Given exercise A - Decide whether each statement below agrees with the key points on Lido, answering yes or no and quoting the deciding words of the text: (i) Lido lets users delegate their digital assets only in large minimum amounts; (ii) the Lido DAO holds the voting rights to bring node operators into the system; (iii) Lido is the largest protocol by total value locked.
Given exercise B - Write the next part of the key points on Lido, picking up after the final bullet.

Reading passage -
※ ※ ※

Key Points

  • Lido is a non-custodial liquid staking protocol (operated according to smart contracts) that has been employed by several cryptocurrencies, including Solana, Ethereum, Polygon, Kusama, and Polkadot.
  • Lido removes the difficulties and risks associated with the maintenance of the staking infrastructure. This is accomplished by enabling users to delegate their digital assets, in any quantity, to professional node operators.
  • To reward their commitment to investing their crypto assets, validators may be rewarded with tokenised, liquid staking derivatives called Lido-staked assets (stAssets). These stAssets, in turn, may be traded or utilised as collateral across many popular decentralised finance protocols amongst validators to earn additional investment yield.
  • The Lido decentralised autonomous organisation (DAO) will hold the voting rights to bring in node operators into the system, who will be responsible for managing the staking process.
  • At the point of writing, Lido is the second largest protocol based on its total value locked (TVL), as well as accounts for nearly one-third of all Ethereum that has been staked.

※ ※ ※

[Coordinate annotation entries]

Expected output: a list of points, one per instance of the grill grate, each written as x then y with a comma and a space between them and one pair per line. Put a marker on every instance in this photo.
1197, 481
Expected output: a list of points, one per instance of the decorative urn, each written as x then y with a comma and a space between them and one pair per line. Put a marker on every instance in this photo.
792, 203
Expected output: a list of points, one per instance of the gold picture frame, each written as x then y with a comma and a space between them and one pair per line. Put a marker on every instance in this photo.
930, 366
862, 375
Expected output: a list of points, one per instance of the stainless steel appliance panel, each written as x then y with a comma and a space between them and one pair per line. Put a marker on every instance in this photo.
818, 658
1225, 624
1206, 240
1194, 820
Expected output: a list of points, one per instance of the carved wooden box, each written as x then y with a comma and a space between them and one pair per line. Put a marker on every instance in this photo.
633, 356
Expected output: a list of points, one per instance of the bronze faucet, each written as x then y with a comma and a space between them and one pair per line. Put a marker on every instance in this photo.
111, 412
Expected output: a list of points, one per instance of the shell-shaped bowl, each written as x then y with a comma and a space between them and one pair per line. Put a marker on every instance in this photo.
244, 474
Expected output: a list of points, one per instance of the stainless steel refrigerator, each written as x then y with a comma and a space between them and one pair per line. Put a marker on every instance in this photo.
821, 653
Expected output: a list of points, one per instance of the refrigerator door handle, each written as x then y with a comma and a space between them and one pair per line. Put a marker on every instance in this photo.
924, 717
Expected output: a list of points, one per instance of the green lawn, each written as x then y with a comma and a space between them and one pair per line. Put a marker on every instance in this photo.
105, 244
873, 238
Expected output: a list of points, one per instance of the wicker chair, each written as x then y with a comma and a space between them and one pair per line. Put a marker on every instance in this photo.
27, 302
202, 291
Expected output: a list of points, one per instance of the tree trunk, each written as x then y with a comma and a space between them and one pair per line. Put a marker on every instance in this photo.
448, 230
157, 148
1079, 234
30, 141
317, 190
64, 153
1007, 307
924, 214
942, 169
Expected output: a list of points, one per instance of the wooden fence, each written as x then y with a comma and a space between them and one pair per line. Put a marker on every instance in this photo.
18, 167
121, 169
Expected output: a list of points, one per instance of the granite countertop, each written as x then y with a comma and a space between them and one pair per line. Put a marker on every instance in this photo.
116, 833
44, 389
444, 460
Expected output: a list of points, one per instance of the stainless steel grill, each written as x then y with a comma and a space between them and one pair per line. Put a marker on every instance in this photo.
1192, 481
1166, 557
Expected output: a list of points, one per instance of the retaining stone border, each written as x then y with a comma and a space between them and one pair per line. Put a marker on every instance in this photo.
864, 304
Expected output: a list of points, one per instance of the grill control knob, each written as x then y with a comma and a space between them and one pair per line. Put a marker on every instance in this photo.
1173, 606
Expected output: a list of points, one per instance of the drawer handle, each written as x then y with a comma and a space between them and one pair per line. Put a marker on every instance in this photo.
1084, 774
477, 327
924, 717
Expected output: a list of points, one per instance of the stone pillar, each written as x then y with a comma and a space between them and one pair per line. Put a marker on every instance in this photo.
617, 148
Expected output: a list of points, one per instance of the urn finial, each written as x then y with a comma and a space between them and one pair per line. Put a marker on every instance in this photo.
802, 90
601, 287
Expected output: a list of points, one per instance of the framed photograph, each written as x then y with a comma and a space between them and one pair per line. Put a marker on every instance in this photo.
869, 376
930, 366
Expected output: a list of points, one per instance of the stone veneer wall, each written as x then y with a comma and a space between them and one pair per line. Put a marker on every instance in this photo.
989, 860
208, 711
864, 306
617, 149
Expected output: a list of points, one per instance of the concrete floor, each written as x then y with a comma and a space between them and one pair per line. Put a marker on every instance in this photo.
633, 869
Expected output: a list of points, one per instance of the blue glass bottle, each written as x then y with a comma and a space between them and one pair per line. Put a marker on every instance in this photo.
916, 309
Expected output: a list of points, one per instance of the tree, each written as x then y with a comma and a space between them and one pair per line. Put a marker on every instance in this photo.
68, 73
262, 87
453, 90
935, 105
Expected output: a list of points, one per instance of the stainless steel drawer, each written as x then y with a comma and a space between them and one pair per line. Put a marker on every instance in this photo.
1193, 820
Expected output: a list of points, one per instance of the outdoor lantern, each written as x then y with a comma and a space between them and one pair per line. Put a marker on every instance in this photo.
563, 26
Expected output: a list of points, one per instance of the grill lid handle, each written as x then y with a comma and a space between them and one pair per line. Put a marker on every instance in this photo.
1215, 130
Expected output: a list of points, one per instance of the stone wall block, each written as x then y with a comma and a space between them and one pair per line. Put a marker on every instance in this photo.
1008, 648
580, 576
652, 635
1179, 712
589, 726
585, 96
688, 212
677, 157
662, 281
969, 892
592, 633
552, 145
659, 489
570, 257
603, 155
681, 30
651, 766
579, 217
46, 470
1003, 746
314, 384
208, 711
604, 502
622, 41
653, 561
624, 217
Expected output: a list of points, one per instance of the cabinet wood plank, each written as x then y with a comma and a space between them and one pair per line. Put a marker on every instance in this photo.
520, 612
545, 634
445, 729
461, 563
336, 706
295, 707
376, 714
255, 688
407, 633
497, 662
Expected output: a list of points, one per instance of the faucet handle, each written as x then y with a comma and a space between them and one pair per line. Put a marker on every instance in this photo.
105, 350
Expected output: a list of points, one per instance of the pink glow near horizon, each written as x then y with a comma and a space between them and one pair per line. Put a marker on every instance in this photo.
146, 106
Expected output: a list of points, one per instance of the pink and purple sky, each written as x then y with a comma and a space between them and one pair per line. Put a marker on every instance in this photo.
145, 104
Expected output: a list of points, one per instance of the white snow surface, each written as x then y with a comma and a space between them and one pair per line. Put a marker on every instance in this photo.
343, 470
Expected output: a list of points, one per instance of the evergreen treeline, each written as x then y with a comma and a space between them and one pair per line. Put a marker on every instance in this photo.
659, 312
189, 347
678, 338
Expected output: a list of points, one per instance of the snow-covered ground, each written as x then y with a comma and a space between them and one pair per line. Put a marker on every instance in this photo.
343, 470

※ ※ ※

Exercise output A -
(i) No: "enabling users to delegate their digital assets, in any quantity, to professional node operators."
(ii) Yes: "The Lido decentralised autonomous organisation (DAO) will hold the voting rights to bring in node operators into the system"
(iii) No: "Lido is the second largest protocol based on its total value locked (TVL)"

Exercise output B -
Staking is a method for cryptocurrency enthusiasts to generate investment yield by agreeing to invest in a specific sum of their tokens. This crypto-economic concept has been in the spotlight in the last two years due to the proof-of-stake (PoS) consensus mechanism emerging as the dominant approach for validating transactions on blockchain networks. In particular, the PoS mechanism contributes to the reduction of energy usage and also enhances throughput by having validators (also known as stakers) commit a certain amount of their crypto assets as collateral when introducing new blocks. As a result, these validators may be rewarded in the future for their risk-taking efforts through receiving a tokenised derivative called Lido-staked assets (stAssets), which comes in the form of either shares or rebase. These liquid staking derivatives, in turn, can be used as collateral on various decentralised smart contracts or be traded.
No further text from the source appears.